DHL CEO Expects ‘Major Acceleration of Trends’ Post-Virus
This time appears to be different. Previous major events have disrupted global supply chains (the 2011 tsunami in Japan, for example), but the COVID-19 pandemic looks like it will have a lasting impact on supply chain management.
One person with a front-row seat to the pandemic’s logistics repercussions is Oscar de Bok, global CEO of DHL Supply Chain. Earlier this month, DHL Group was transporting about 100,000 COVID test tubes a day from China to Germany and the Czech Republic.
“Indeed, during the crisis, it has become more clear that the essential role of the logistics industry is to keep supply chains operating around the globe,” de Bok told The Korea Herald. “We expect to see major acceleration of trends that started before the pandemic, such as ensuring that supply chains are more flexible, not dependent on one location or market, and are more flexible to swiftly respond to changes such as volume fluctuations or unpredictable events.”

## [COLLECTED DATA]
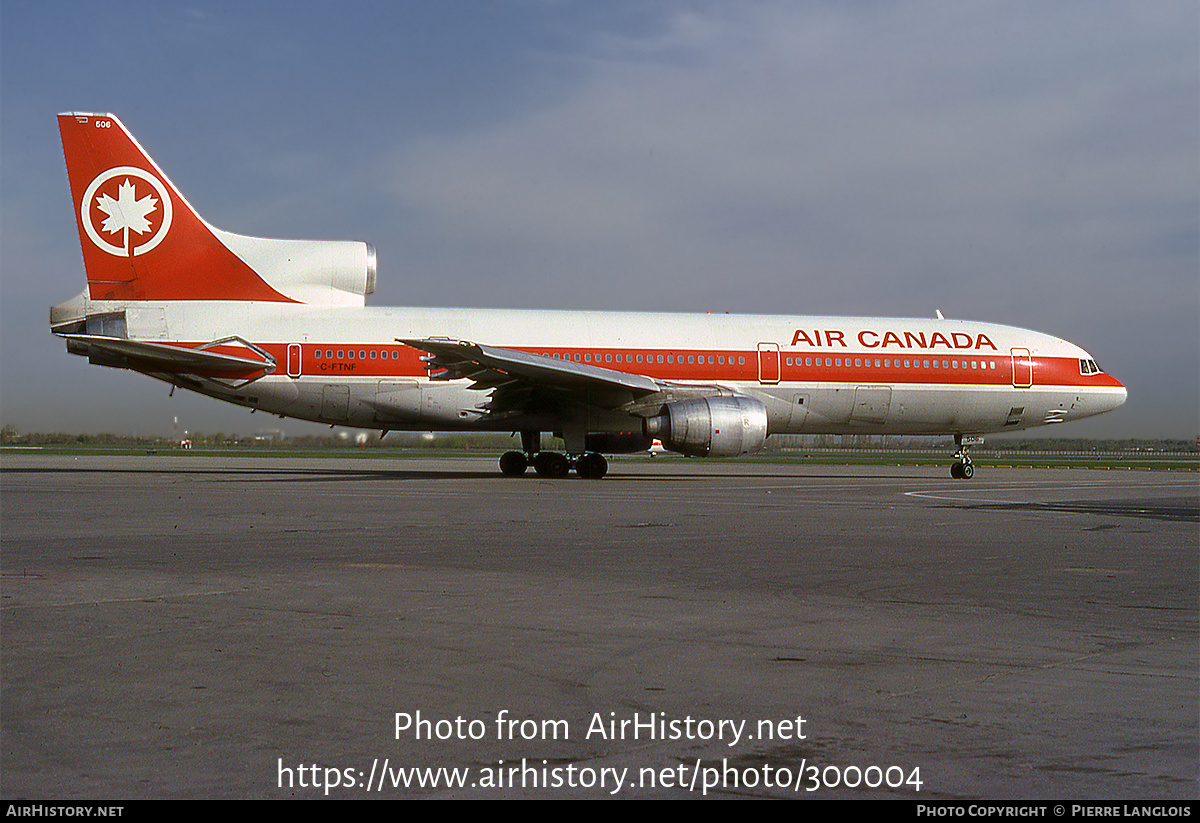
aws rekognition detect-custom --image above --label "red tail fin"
[59,113,295,302]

## [TASK]
Say whether each statement agrees with the DHL article, answering yes or no and quoting the deciding words: (a) DHL Group was moving about 100,000 COVID test tubes a day from China to Germany and the Czech Republic; (b) Oscar de Bok is the global CEO of DHL Group; (c) the article gives the 2011 tsunami in Japan as an example of an earlier event that disrupted supply chains. The lines play no part in this exercise.

## [WRITTEN RESPONSE]
(a) Yes: "DHL Group was transporting about 100,000 COVID test tubes a day from China to Germany and the Czech Republic."
(b) No: "Oscar de Bok, global CEO of DHL Supply Chain."
(c) Yes: "Previous major events have disrupted global supply chains (the 2011 tsunami in Japan, for example)."